== Your task ==
The response should be a precise copy of every entry.

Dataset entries
........
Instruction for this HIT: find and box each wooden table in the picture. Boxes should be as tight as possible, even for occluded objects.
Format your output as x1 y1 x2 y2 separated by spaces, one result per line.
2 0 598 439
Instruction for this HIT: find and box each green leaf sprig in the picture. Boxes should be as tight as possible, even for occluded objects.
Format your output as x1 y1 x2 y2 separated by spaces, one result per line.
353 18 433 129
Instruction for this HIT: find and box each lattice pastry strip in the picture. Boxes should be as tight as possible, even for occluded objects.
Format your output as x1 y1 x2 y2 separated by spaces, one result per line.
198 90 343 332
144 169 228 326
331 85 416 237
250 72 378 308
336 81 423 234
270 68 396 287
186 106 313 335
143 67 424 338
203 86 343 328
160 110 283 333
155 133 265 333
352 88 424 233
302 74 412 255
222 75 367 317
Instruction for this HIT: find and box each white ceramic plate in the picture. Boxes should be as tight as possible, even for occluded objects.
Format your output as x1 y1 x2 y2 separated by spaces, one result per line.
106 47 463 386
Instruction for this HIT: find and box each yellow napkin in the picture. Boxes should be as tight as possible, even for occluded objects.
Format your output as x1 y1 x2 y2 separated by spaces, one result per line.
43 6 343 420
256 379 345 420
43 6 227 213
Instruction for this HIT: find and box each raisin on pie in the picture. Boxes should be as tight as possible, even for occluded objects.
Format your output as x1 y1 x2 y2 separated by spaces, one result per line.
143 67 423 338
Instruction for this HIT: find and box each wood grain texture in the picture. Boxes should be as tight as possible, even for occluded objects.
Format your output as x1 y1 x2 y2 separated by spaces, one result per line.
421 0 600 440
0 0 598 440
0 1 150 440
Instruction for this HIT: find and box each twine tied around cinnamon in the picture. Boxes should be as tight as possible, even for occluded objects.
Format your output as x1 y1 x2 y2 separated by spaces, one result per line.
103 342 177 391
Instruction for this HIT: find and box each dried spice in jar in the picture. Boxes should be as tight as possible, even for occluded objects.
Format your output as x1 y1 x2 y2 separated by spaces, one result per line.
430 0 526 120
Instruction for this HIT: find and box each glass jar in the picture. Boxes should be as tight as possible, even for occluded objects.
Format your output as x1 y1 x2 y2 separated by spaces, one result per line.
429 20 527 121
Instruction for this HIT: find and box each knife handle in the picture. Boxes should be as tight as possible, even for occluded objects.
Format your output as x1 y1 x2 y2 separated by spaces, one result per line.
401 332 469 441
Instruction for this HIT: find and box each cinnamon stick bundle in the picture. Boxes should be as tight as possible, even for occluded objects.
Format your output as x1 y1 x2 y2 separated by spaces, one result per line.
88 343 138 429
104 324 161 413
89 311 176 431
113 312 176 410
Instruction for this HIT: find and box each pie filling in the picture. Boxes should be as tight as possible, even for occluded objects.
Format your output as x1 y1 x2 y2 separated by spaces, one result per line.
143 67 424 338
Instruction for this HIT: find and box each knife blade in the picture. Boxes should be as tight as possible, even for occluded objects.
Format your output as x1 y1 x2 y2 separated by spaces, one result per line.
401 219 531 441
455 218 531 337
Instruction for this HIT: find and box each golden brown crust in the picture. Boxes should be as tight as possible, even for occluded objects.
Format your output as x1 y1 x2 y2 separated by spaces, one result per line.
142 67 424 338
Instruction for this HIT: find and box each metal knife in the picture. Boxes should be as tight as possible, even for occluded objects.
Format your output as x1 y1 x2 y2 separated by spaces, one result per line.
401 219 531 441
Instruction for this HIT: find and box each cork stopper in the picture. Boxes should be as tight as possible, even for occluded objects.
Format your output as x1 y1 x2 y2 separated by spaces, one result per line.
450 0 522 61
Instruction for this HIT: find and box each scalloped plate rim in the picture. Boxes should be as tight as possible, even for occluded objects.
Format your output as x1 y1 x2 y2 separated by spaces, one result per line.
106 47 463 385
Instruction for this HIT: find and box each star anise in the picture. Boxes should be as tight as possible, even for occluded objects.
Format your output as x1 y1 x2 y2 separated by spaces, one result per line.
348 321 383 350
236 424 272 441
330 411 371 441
........
== Response to the task ==
Instruction for this HIT: find and box each wooden table in the picture. Boxes should be as tight as possible, even for occluded objects.
Format your output as x1 y1 x2 y2 separated by spaces, one result per line.
2 0 598 439
Instruction for this HIT: find and box each green leaf sprig in the picture. Boxes should be as tight as possible, even for occluded objects.
Format your output as x1 y1 x2 y2 separated by spaces, one result per line.
353 18 433 129
Instruction for this HIT: find and box each lattice pastry strip in the picture. Boxes should be as tight as possible, even for occluded objects.
Format your output as x1 y1 x2 y2 separated by spaces, one result per line.
198 90 343 332
144 169 228 326
331 85 416 237
250 72 378 308
336 81 423 234
270 68 396 287
186 106 313 335
143 67 424 338
203 86 343 328
160 110 283 333
155 133 265 333
352 88 424 233
302 74 412 255
222 75 367 317
Instruction for this HIT: find and box each white ceramic plate in the picture. Boxes should be as tight as possible, even for occluded objects.
Format your output as x1 y1 x2 y2 separated by spaces, one result per line.
106 47 463 386
Instruction for this HIT: find and box each yellow napkin in the picture. Boxes should be as tight as possible, even for occluded objects.
Format your output as x1 y1 x2 y2 separated by spaces, one result per line.
43 6 343 420
256 379 345 420
43 6 227 213
Instruction for this HIT: find and box each raisin on pie in the picture. Boxes should be as tight as possible, even for occluded objects.
Format your output as x1 y1 x2 y2 separated by spaces, one result per line.
143 67 423 338
Instruction for this HIT: find and box each wood grain texture in the picture. Boxes should be as tight as possible, even for occluded objects.
Format your output as x1 y1 x2 y2 separated by spaces, one result per line.
421 0 600 440
0 0 598 440
0 1 150 440
Instruction for this HIT: find and box each twine tied around cinnamon in the picture. Boxes should be as tight as possible, even for occluded objects.
Format your output as x1 y1 x2 y2 separated by spaces, one result per line.
103 342 177 391
Instruction for this HIT: find and box each dried spice in jar in the picture. Boxes should be as tight as possible, even for occluded objects.
Format your output as x1 y1 x2 y2 separated by spaces, one result per line.
430 0 526 120
Instruction for this HIT: find and box each glass jar in the picture. Boxes should be as tight as possible, even for occluded objects.
Format your output as x1 y1 x2 y2 separated by spaces, one result per line.
429 20 527 121
Instruction for this HIT: find and box each knife handle in the picture. Boxes should be as tight as possible, even for occluded objects.
Format your output as x1 y1 x2 y2 separated by spaces, one result per line.
401 332 469 441
Instruction for this HIT: find and box each cinnamon stick bundle in the picture. Boxes should be as tight as possible, even for occluded objects.
Format your output as x1 y1 x2 y2 separated by spaces, one result per line.
88 343 138 429
104 324 161 413
89 311 176 431
113 312 176 410
Instruction for this HIT: find and box each pie filling in the picture. Boxes should be as tight as possible, even for occluded objects.
Format your output as x1 y1 x2 y2 separated by spaces, one result per line.
143 67 424 338
Instruction for this HIT: find and box each knife blade in the picture. Boxes should be as tight as possible, even for occluded objects.
Format your output as x1 y1 x2 y2 separated by spaces, one result per line.
401 219 531 441
455 218 531 337
Instruction for this HIT: find and box each golden brown crust in the picture. Boxes should be as tight as possible, even for occluded objects.
Format your output as x1 y1 x2 y2 separated by spaces, one result per line.
142 67 424 338
Instruction for this HIT: find and box each metal knife in the picture. Boxes should be as tight as possible, even for occluded objects.
Format your output as x1 y1 x2 y2 separated by spaces, one result per line.
401 219 531 441
Instruction for this HIT: find and box each cork stopper in the picture. Boxes should be as tight as possible, even for occluded objects.
Format your output as x1 y1 x2 y2 separated by spaces, one result per line.
450 0 522 61
Instruction for this HIT: find and box each scalloped plate rim in the picture. Boxes should be as tight as possible, even for occluded objects.
Format your output as x1 y1 x2 y2 separated by spaces, one result per line.
106 47 463 385
Instruction for this HIT: find and box each star anise in the picture. Boxes should be as tight as possible, even for occluded objects.
Format your output as x1 y1 x2 y2 separated by spaces, one result per line.
348 321 383 350
236 424 272 441
330 411 371 441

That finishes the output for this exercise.